Прошел еще день, и махновцы овладели Долинской, Кривым Рогом и Никополем. Назавтра в результате быстрой кавалерийской атаки был захвачен Кичкасский мост, и повстанцы вошли в Александровск.

Стремительно наступавшие махновцы, казалось, попали в заколдованное царство: никто здесь и не слыхал об Уманских событиях. Никто не знал о судьбе повстанцев. Деникинские власти не принимали никаких мер по обороне, погруженные в свойственную далекому тылу летаргию.

Подобно весенней грозе, обрушились махновцы на противника. После Александровска настал черед Пологов, Гуляй-Поля, Бердянска, Мариуполя. За десять дней весь юг Украины был освобожден от всякой власти[112].

Но не только от нее.

Повстанческая армия, проходя через города, поселки, хутора и села, подобно гигантской метле выметала отовсюду остатки эксплуатации и крепостничества. Застигнутых врасплох помещиков, кулаков, крупных промышленников, жандармов, попов, деникинских градоначальников, тыловых офицеров — всех сметала на своем победном пути Махновщина.

## ВЫДЕРЖКА ИЗ ДАННЫХ
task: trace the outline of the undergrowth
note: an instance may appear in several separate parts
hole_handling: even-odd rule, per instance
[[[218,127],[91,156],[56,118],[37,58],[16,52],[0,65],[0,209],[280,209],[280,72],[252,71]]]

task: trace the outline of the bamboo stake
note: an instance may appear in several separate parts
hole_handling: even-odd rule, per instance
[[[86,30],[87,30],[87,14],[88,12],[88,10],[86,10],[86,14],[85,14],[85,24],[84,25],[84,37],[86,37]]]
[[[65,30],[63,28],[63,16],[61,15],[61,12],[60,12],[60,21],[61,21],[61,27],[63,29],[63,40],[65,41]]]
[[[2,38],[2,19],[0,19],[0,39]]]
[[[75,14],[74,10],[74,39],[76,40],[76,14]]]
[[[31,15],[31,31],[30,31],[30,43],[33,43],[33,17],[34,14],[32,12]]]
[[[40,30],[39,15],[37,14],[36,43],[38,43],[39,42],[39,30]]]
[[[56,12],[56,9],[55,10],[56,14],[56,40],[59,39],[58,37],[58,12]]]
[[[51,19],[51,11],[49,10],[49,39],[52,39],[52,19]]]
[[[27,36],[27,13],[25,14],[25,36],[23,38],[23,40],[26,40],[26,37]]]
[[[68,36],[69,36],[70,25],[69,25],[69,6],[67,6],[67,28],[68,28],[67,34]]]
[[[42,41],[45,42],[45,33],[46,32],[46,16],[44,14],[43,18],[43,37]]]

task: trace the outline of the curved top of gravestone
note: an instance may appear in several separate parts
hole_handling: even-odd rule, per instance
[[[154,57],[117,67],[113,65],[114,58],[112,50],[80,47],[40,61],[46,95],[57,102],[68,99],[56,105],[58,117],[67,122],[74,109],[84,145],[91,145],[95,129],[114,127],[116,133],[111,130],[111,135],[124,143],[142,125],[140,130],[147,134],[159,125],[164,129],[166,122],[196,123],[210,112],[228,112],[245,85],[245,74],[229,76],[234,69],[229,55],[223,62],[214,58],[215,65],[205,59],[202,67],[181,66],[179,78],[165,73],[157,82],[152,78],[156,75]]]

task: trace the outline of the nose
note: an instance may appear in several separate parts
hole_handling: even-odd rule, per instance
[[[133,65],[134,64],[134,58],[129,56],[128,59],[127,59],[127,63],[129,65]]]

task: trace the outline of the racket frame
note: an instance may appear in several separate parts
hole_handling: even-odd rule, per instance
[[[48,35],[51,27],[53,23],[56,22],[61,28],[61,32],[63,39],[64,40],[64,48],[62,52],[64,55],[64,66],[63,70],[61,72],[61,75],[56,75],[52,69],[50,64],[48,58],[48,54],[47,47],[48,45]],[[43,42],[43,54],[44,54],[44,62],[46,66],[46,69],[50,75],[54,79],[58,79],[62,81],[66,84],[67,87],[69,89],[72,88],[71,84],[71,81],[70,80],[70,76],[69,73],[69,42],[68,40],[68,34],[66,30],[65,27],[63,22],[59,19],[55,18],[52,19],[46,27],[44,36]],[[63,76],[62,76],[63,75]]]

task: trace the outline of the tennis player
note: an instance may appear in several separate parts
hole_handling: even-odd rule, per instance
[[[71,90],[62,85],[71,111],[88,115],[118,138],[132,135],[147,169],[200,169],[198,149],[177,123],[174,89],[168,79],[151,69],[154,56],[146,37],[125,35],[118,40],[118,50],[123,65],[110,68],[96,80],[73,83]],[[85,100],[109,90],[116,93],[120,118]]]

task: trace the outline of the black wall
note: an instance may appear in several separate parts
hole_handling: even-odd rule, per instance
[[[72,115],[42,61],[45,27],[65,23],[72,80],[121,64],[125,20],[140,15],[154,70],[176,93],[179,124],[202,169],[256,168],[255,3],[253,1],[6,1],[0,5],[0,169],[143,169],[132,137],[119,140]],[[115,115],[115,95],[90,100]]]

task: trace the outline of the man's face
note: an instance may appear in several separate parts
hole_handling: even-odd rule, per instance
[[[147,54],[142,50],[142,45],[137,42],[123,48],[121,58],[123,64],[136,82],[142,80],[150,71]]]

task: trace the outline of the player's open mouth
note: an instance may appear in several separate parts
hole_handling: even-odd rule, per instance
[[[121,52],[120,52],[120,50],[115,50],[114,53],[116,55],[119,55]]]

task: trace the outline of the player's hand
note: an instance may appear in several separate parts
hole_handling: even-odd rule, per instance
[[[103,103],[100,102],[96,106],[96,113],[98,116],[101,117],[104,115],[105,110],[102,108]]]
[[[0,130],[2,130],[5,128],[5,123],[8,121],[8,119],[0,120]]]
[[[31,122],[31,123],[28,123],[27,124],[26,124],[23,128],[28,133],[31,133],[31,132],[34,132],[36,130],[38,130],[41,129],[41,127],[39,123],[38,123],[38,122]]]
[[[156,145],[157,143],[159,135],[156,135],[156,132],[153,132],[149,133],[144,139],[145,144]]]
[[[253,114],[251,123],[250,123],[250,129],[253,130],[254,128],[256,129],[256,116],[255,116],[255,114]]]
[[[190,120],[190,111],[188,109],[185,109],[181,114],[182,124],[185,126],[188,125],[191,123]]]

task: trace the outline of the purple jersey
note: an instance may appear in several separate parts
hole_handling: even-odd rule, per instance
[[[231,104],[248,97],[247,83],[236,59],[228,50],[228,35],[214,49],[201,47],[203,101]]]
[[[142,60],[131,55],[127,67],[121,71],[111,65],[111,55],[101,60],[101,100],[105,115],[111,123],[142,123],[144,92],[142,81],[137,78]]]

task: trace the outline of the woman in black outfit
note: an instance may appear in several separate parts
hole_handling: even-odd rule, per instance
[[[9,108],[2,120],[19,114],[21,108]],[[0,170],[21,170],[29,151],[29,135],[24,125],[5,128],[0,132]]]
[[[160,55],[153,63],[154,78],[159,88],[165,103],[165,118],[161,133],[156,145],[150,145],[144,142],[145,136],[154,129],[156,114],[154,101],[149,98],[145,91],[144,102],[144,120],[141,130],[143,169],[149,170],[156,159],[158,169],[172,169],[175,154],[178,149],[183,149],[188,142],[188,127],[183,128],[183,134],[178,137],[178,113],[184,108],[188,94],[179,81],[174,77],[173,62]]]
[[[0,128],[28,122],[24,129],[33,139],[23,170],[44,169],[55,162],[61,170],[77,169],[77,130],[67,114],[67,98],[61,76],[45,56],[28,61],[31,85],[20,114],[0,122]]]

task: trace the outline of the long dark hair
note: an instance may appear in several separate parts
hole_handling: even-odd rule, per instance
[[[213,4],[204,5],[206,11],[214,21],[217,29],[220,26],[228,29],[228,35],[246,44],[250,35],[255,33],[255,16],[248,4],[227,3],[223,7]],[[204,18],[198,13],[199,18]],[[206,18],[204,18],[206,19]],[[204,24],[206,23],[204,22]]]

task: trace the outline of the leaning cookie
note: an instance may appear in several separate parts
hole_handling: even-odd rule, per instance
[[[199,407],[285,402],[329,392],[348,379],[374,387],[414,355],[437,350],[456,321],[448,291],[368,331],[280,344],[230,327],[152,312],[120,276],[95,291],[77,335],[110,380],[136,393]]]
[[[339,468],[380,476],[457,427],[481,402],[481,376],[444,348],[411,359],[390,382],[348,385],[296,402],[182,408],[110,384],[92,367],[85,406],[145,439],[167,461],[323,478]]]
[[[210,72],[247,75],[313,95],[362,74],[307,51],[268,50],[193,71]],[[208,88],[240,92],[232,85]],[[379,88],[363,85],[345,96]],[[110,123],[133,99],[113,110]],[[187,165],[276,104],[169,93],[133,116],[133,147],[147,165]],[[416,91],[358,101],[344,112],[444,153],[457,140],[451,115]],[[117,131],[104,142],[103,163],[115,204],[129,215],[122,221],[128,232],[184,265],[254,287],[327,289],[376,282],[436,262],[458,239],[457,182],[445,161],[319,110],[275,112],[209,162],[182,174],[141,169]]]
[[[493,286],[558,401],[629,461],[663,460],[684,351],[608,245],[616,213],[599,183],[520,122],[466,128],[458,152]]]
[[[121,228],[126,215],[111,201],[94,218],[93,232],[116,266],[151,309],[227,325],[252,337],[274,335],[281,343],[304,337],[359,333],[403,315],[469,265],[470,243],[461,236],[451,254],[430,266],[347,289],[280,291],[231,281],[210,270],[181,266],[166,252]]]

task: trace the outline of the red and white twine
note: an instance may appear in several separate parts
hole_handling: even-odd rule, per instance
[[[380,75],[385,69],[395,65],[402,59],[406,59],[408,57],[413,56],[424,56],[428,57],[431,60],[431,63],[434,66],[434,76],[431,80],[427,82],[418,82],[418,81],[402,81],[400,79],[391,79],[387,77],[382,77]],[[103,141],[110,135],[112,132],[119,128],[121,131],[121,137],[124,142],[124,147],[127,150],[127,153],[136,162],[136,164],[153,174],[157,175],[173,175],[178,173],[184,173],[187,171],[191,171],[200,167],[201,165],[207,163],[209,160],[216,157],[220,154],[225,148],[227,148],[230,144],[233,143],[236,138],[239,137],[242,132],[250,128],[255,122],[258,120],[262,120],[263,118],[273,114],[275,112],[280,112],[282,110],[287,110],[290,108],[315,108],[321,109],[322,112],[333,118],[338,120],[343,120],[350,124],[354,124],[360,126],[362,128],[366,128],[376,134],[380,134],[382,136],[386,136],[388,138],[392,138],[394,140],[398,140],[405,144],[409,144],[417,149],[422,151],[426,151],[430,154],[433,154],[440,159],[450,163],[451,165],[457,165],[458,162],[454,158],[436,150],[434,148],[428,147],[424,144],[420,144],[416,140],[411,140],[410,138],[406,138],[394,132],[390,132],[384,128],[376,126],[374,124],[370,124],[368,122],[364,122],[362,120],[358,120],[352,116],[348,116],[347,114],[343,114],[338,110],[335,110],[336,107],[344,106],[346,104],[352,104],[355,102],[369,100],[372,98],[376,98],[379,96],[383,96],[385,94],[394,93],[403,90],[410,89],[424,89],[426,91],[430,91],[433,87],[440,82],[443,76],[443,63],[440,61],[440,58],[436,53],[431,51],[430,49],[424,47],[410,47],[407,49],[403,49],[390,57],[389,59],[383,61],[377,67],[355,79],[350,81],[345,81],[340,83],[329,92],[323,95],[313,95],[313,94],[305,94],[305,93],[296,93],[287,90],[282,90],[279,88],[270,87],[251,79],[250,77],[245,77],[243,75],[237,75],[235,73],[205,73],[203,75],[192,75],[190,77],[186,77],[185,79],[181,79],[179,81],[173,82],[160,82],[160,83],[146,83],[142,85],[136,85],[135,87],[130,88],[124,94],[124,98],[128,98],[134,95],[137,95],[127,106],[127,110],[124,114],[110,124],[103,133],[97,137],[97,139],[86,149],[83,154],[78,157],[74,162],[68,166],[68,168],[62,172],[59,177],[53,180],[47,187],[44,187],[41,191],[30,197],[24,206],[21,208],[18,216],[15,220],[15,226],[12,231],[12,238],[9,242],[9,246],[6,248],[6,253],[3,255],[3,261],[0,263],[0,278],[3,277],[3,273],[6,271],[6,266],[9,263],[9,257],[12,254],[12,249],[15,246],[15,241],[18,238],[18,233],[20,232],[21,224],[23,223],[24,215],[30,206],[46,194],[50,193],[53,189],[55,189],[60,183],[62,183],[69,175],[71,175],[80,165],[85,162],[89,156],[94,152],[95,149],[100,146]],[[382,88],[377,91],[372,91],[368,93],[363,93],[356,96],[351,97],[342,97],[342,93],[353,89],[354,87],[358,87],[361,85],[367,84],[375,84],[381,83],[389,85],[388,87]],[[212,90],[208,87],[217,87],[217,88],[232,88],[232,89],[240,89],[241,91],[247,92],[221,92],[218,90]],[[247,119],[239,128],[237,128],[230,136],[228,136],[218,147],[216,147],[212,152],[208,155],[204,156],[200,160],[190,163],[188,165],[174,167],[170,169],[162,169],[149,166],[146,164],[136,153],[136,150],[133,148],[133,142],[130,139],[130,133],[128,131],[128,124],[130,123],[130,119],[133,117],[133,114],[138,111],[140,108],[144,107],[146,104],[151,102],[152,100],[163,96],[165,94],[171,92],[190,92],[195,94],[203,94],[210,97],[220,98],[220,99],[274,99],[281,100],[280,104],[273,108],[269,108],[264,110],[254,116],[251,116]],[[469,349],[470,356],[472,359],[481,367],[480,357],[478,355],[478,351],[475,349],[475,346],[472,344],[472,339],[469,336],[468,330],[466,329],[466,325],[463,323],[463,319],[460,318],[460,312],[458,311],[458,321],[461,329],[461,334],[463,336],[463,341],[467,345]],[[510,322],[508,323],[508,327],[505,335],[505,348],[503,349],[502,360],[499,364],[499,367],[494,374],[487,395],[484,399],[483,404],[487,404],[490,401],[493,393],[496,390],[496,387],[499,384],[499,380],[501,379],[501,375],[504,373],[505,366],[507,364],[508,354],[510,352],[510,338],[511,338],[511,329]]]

## ТРЕБОВАНИЕ 1
Перепишите дословно часть выбранного отрывка, начиная с «Подобно весенней грозе, обрушились» и заканчивая «от всякой власти[112].».
## ТРЕБОВАНИЕ 2
Какие строки данных содержат слово «player»? Определите их и выпишите каждую целиком.

## ПИСЬМЕННЫЙ ОТВЕТ 1
Подобно весенней грозе, обрушились махновцы на противника. После Александровска настал черед Пологов, Гуляй-Поля, Бердянска, Мариуполя. За десять дней весь юг Украины был освобожден от всякой власти[112].

## ПИСЬМЕННЫЙ ОТВЕТ 2
task: trace the outline of the tennis player
task: trace the outline of the player's open mouth
task: trace the outline of the player's hand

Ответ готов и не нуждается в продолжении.